[BEGIN]

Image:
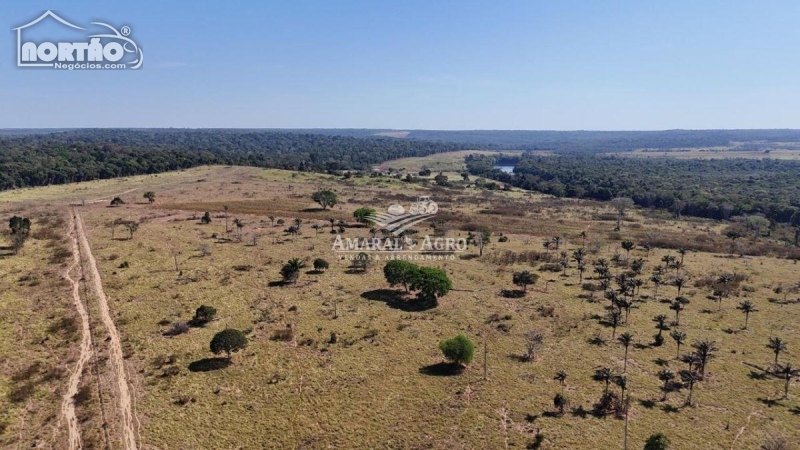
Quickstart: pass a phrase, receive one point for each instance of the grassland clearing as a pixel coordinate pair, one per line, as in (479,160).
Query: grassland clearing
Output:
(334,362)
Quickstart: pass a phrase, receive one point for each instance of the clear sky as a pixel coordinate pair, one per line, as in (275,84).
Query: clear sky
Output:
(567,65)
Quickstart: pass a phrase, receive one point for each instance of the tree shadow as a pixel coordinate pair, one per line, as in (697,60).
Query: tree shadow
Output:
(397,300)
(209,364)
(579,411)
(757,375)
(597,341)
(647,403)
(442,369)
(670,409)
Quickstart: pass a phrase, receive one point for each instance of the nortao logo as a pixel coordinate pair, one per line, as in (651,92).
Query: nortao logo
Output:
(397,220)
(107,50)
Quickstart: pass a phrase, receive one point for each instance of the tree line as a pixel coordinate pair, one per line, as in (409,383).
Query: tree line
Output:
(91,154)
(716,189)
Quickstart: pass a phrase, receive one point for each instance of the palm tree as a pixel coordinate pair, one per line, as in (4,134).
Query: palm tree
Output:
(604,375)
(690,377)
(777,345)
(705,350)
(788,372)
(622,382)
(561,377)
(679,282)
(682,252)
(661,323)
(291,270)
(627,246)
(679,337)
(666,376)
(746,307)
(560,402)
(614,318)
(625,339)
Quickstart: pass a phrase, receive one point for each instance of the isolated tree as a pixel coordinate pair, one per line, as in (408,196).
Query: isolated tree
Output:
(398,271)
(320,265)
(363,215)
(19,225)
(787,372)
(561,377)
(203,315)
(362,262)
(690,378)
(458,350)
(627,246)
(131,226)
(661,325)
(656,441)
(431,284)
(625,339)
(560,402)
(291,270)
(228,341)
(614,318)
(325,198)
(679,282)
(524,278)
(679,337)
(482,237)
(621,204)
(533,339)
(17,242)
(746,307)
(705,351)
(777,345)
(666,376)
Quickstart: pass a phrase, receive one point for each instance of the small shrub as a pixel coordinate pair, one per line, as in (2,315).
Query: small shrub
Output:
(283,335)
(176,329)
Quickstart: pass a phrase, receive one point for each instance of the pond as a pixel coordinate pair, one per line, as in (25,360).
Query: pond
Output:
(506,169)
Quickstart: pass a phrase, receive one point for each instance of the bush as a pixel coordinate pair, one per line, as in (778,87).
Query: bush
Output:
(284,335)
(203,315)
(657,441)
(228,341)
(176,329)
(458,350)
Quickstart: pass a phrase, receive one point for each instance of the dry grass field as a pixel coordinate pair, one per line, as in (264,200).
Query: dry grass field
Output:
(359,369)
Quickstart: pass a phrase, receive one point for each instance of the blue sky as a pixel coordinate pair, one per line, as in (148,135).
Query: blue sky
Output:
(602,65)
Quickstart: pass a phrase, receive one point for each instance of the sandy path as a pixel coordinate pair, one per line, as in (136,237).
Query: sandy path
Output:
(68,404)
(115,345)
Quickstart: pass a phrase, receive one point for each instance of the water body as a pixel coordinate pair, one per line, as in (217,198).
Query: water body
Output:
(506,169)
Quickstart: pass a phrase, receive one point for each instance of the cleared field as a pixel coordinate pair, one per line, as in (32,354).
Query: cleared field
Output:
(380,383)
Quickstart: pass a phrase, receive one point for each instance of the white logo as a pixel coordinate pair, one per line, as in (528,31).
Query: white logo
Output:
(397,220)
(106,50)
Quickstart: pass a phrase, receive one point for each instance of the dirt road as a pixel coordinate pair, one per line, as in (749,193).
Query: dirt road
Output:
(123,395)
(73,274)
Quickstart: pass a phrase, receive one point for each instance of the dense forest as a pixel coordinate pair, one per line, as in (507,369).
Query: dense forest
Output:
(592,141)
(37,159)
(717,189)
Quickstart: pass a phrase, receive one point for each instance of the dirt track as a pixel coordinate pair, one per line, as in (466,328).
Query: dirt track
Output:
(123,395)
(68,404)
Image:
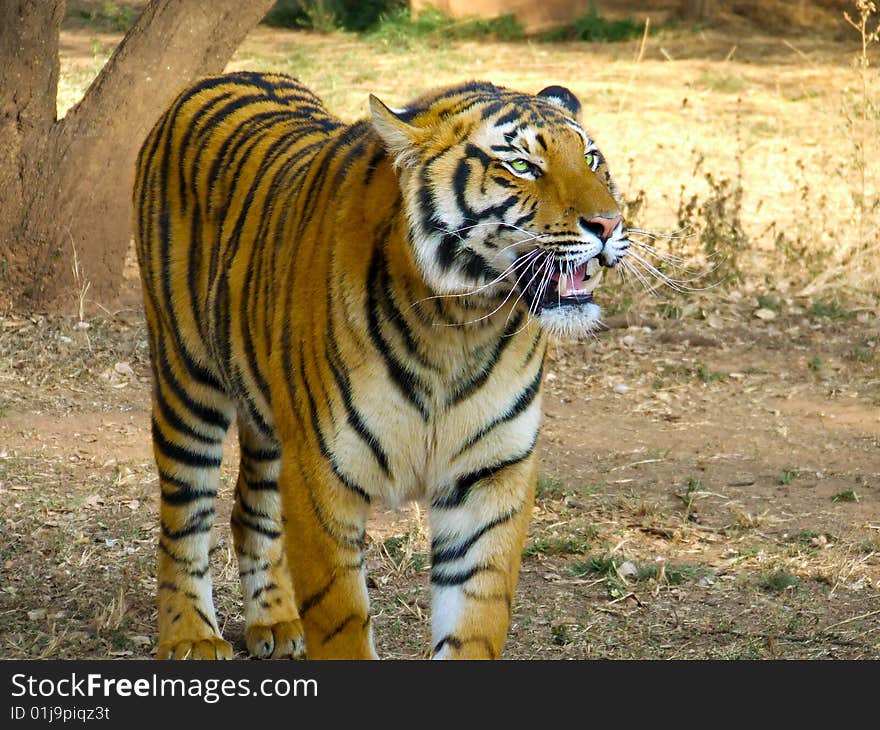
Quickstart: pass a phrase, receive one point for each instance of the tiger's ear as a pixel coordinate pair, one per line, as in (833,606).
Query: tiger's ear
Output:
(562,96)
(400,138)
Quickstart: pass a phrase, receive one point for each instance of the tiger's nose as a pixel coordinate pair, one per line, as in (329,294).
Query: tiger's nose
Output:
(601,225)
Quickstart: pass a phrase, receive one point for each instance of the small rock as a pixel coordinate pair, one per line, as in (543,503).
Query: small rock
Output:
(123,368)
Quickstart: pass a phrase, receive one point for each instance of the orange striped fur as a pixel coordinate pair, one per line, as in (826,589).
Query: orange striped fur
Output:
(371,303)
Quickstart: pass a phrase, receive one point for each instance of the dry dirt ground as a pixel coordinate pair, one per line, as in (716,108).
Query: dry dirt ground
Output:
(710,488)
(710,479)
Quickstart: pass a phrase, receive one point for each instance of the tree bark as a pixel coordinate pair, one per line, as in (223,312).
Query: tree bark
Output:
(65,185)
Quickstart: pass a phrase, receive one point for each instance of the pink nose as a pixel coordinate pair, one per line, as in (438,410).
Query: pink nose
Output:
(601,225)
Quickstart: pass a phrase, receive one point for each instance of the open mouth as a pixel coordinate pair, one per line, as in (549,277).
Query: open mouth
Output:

[END]

The task: Write out the listing above again, exactly, but with no pictures in the copy.

Response to the task:
Image:
Quickstart: pass a phrase, receive one point for each instance of the grassland clearing as a pixel coordinate pair, one per line, as in (479,160).
Query: grassland clearing
Output:
(334,362)
Quickstart: pass a phrase, receive one point for each instance of the clear sky as a pixel coordinate pair, one per line, as in (275,84).
Query: clear sky
Output:
(567,65)
Quickstart: pass a phrase, receive one point for each instance of the tree shadow as a pixel coordinate pair, one per line, as in (697,60).
Query: tree shadow
Output:
(397,300)
(209,364)
(579,411)
(757,375)
(597,341)
(647,403)
(442,369)
(670,409)
Quickstart: pass a phrase, receive one point for each instance of the nortao logo as a pixel coordinate pair, one per line, as in (651,92).
Query: nortao logo
Output:
(397,220)
(107,50)
Quickstart: pass a phrase, receive one point for each instance of the tree line as a pixel coordinate pair, one per line, as in (409,383).
Query: tree line
Output:
(91,154)
(716,189)
Quickstart: pass a phrase, receive one point for each instance of the palm tree as a pixel coordinate pair, one per line, as in (4,134).
Query: palm tree
Output:
(604,375)
(690,377)
(777,345)
(705,350)
(788,372)
(622,382)
(561,377)
(679,282)
(682,252)
(661,323)
(291,270)
(627,246)
(679,337)
(666,376)
(746,307)
(560,402)
(614,318)
(625,339)
Quickstart: pass a phrase, receive one point for each instance of the isolated tree as a pixel coordinate pair, one per line, as in (408,196).
Query: isolated tree
Output:
(398,271)
(320,265)
(363,215)
(19,225)
(787,372)
(561,377)
(203,315)
(362,262)
(690,378)
(458,350)
(627,246)
(131,226)
(661,325)
(656,441)
(431,284)
(625,339)
(560,402)
(291,270)
(228,341)
(614,318)
(325,198)
(679,282)
(524,278)
(679,337)
(482,237)
(621,204)
(533,339)
(17,242)
(746,307)
(705,351)
(777,345)
(666,376)
Quickstart: pass a phrase, receive one point for each instance of the small shrub as a pixel coordinate pair, one per line, as in (2,315).
Query: small shrub
Output:
(283,335)
(176,329)
Quickstart: pass a phrase, receive one point for each instance of the pond as a pixel coordinate pair, one per line, as in (25,360).
Query: pond
Output:
(506,169)
Quickstart: pass a phrase, receive one point for each instance of the bush as a pixel coordinate pair, one per line, as in (778,87).
Query: bush
Output:
(284,335)
(203,315)
(657,441)
(228,341)
(176,329)
(458,350)
Quickstart: pass a phrase, receive one point for each instance of the dry grass field as a pixel coordinate pair, one per line, as in (264,200).
Query: dry grass field
Output:
(359,369)
Quickstart: pass a phrase, receive one point for each instance of the blue sky as a pixel coordinate pair, one per line, as in (148,135).
Query: blue sky
Output:
(602,65)
Quickstart: pass a phrase, receive one point for each instance of the sandy path as a pixel coordinate pair, one per line, as in (136,237).
Query: sandy path
Output:
(68,404)
(115,345)
Quickstart: pass a phrase, receive one point for each instance of the water body as a pixel coordinate pair, one per line, as in (217,198).
Query: water body
Output:
(506,169)
Quickstart: pass a phrase, receive one point for each instance of the cleared field as a pixel coordinate pair, one per line, as in (32,354).
Query: cleared field
Output:
(380,383)
Quickstart: pass a phrase, receive one point for each instance of the white logo as a pixel coordinate pair, one per line, as in (528,31).
Query: white logo
Output:
(397,220)
(106,50)
Quickstart: pass a phrase, receive one point for each instance of the dirt road as a pixel coordinate pair, one per line, as in (749,193).
Query: dirt road
Output:
(123,395)
(73,274)
Quickstart: pass a phrase, receive one point for each instance of the dense forest as a pixel coordinate pair, one per line, as in (507,369).
Query: dense forest
Output:
(592,141)
(37,159)
(717,189)
Quickstart: pass a phrase, receive one point for each instance of the dirt track as a pixel coordinate pair, one per line, as in (466,328).
Query: dirt track
Output:
(123,395)
(68,404)
Image:
Quickstart: pass a phrase, receive one point for each instance of the tiger's ear as a pixel coordinate pair, one per line, as in (833,606).
Query: tiger's ear
Output:
(562,96)
(400,138)
Quickstart: pass a phrase, receive one point for each instance of the tiger's nose as a pixel coordinate pair, one per line, as in (329,294).
Query: tiger's nose
Output:
(601,225)
Quickstart: pass a phrase, receive one point for each instance of the small rock as a pixel coordinate pair, one per line, as in (543,503).
Query: small rock
Output:
(123,368)
Quickstart: pass a phrase, receive one point for each instance of the orange striped fur as a pixel coordinate pair, one per line, as in (826,589).
Query: orange striped fur
Output:
(371,303)
Quickstart: pass a phrase, receive one point for each instance of the dry dirt ground as a pixel coordinate pair, one per line, as in (716,108).
Query: dry dirt ground
Output:
(710,488)
(710,479)
Quickstart: pass a phrase, receive one point for each instance of the tree bark as a pixel coordinate pair, one per line, as in (223,312).
Query: tree bark
Output:
(65,185)
Quickstart: pass a phrase, receive one point for each instance of the pink nose as a pixel coordinate pair, one per line, as in (438,410).
Query: pink nose
Output:
(601,225)
Quickstart: pass a phrase, receive one point for each instance of the open mouth as a pixel coordinate pair, one per line, as in (549,277).
Query: open mouth
Output:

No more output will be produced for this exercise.